_PROBLEM DESCRIPTION_
Filter the data below down to the lines containing the string "target", copying each matching line in full. Matching is case-sensitive.

_INFORMATION SHOWN_

══════════

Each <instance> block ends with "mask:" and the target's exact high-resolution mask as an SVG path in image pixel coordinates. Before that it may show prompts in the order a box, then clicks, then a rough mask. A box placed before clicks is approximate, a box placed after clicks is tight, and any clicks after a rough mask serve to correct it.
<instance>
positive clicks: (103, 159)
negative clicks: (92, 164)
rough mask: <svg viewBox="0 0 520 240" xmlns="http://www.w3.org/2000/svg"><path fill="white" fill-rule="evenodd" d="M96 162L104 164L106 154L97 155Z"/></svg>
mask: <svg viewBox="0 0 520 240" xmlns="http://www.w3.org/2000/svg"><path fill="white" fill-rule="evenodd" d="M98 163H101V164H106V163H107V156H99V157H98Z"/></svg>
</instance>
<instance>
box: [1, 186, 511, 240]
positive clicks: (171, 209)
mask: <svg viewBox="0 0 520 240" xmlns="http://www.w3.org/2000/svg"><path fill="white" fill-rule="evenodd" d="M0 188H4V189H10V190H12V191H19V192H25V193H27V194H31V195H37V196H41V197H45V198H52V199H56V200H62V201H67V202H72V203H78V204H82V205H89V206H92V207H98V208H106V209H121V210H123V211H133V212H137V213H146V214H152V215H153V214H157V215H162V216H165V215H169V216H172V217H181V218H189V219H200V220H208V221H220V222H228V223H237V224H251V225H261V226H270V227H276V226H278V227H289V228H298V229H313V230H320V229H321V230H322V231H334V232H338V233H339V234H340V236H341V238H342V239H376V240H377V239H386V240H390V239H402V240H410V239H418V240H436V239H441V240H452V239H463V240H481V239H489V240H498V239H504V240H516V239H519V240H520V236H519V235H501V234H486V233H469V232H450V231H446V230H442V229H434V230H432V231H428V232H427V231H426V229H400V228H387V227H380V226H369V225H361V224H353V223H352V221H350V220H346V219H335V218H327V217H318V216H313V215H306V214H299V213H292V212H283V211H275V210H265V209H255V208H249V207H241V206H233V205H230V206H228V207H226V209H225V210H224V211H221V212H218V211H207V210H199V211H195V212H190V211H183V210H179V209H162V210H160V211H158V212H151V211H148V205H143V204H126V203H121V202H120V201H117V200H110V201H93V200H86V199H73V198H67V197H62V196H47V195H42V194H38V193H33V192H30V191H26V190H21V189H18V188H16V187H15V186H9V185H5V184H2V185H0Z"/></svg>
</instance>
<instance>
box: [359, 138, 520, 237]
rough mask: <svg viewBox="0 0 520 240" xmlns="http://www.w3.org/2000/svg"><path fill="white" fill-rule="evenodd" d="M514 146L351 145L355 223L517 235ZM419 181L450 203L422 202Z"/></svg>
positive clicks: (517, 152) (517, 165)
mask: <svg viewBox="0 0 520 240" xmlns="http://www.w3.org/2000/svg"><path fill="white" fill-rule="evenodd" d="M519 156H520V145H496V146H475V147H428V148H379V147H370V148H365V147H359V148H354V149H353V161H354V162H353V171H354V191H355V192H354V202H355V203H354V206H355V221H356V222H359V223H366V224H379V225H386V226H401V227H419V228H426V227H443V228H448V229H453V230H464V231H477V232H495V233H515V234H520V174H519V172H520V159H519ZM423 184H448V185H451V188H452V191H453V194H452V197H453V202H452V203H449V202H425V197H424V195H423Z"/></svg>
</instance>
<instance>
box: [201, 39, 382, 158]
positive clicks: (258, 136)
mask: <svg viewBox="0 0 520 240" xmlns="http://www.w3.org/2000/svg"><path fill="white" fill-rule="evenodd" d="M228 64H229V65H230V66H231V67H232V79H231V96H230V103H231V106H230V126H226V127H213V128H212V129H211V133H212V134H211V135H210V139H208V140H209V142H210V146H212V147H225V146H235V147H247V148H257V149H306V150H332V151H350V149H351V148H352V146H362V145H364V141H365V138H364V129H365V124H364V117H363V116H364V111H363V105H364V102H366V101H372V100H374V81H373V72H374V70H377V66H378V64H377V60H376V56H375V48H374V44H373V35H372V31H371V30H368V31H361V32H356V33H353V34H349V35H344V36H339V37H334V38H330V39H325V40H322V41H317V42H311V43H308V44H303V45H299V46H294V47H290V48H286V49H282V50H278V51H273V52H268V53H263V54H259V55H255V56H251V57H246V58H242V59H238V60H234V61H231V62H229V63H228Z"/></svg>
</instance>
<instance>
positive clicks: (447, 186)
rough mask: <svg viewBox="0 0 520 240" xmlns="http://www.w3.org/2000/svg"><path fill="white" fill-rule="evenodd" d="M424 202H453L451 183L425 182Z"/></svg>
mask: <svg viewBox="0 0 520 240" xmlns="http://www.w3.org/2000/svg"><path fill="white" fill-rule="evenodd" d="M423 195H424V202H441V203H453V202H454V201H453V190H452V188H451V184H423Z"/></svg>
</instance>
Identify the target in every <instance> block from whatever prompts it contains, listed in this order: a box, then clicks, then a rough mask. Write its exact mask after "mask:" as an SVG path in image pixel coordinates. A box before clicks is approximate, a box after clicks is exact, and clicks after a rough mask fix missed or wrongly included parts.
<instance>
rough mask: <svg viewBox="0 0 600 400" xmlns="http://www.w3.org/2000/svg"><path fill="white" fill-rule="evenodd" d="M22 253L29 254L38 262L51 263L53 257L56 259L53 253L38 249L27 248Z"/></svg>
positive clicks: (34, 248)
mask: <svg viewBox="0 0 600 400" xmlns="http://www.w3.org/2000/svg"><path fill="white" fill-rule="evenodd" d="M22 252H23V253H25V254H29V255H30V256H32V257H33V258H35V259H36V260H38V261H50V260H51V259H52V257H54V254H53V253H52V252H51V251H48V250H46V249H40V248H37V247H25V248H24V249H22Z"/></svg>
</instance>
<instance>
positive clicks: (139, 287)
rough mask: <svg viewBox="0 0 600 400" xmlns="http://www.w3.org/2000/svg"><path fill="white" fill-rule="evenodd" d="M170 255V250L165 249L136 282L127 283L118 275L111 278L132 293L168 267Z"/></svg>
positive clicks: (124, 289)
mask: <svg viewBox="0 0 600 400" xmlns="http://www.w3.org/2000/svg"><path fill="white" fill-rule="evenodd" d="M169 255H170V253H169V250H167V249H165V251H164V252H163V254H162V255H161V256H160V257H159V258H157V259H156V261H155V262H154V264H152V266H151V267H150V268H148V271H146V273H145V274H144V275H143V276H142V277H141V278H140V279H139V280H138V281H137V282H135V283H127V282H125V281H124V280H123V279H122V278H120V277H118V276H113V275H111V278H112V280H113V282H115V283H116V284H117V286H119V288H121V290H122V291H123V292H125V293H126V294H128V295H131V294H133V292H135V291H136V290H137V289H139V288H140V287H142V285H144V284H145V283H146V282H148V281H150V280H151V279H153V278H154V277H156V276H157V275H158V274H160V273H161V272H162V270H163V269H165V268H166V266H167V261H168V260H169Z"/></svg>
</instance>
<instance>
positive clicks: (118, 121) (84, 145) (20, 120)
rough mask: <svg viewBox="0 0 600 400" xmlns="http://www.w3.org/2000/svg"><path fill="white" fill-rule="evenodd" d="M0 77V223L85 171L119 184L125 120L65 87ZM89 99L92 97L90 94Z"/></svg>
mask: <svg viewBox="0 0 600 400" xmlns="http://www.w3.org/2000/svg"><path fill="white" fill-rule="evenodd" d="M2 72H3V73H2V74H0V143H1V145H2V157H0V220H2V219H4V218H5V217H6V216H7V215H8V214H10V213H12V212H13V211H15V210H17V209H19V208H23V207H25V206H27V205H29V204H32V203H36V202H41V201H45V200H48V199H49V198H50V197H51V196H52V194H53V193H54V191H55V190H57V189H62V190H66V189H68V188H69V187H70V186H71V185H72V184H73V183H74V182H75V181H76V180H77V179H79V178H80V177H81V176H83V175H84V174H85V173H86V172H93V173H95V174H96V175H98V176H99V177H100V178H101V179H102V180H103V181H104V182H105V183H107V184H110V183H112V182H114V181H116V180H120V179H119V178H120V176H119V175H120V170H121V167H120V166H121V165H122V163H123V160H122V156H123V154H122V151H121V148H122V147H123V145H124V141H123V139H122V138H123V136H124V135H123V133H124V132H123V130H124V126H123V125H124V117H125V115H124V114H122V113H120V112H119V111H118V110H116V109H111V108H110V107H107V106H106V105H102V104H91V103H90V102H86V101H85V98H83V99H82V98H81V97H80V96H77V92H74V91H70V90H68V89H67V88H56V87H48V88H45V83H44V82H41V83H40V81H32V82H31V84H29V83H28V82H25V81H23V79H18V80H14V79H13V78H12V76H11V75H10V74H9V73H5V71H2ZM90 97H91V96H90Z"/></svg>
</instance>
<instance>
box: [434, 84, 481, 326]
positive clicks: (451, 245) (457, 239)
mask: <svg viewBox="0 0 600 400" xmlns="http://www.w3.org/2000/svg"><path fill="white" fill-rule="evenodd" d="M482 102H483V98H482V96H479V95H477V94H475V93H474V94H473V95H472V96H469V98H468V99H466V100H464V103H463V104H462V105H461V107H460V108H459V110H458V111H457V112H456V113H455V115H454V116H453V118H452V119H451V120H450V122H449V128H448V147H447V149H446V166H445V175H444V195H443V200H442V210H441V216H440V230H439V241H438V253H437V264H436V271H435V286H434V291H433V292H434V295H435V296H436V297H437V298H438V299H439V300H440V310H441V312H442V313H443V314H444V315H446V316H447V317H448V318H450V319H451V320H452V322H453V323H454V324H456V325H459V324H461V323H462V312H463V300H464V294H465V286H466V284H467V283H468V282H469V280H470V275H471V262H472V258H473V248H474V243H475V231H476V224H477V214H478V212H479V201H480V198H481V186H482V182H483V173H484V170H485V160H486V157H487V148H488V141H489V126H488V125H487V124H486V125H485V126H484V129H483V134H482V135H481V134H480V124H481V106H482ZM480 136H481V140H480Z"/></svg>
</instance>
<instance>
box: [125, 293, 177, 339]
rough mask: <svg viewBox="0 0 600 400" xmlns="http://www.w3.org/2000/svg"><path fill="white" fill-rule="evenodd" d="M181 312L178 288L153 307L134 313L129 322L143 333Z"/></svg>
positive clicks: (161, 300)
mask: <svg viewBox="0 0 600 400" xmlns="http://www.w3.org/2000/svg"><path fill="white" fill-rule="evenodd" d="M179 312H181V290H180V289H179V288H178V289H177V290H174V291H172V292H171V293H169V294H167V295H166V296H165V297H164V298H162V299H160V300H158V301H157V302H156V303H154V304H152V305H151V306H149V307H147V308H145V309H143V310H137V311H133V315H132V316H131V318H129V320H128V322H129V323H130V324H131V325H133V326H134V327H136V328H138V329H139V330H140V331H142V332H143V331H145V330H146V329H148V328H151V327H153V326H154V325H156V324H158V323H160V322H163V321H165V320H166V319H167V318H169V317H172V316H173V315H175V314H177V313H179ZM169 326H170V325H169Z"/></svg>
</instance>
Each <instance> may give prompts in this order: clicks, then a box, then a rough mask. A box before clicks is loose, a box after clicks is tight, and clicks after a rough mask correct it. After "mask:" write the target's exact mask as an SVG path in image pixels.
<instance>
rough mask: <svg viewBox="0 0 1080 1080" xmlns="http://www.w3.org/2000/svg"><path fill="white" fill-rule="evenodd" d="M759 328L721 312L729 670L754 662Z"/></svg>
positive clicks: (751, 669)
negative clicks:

══════════

_RESULT_
Each <instance> block ends with "mask:" and the target's exact high-resolution mask as an SVG path in image pixel coordinates. Before that it may show prompts in the order a box, then clicks, then a rough mask. A box placed before clicks is approximate, a box placed after clicks is tight, and any clicks after a rough mask serve to correct it.
Identify the target in every <instance> block from whatever prompts it contains, listed in this order: a box, then clicks, then a rough mask. Write its exact mask after "mask:" as an SVG path in image pixel coordinates. A box before clicks is approximate, a box after clicks is exact, and clicks after a rough mask fix missed or wrongly included parts.
Each <instance> may give prompts in this order: clicks, then a box, then a rough mask. A box before clicks is loose, a box after clicks is tight, and clicks after a rough mask correct it. After "mask:" write the target's exact mask as an SVG path in image pixels.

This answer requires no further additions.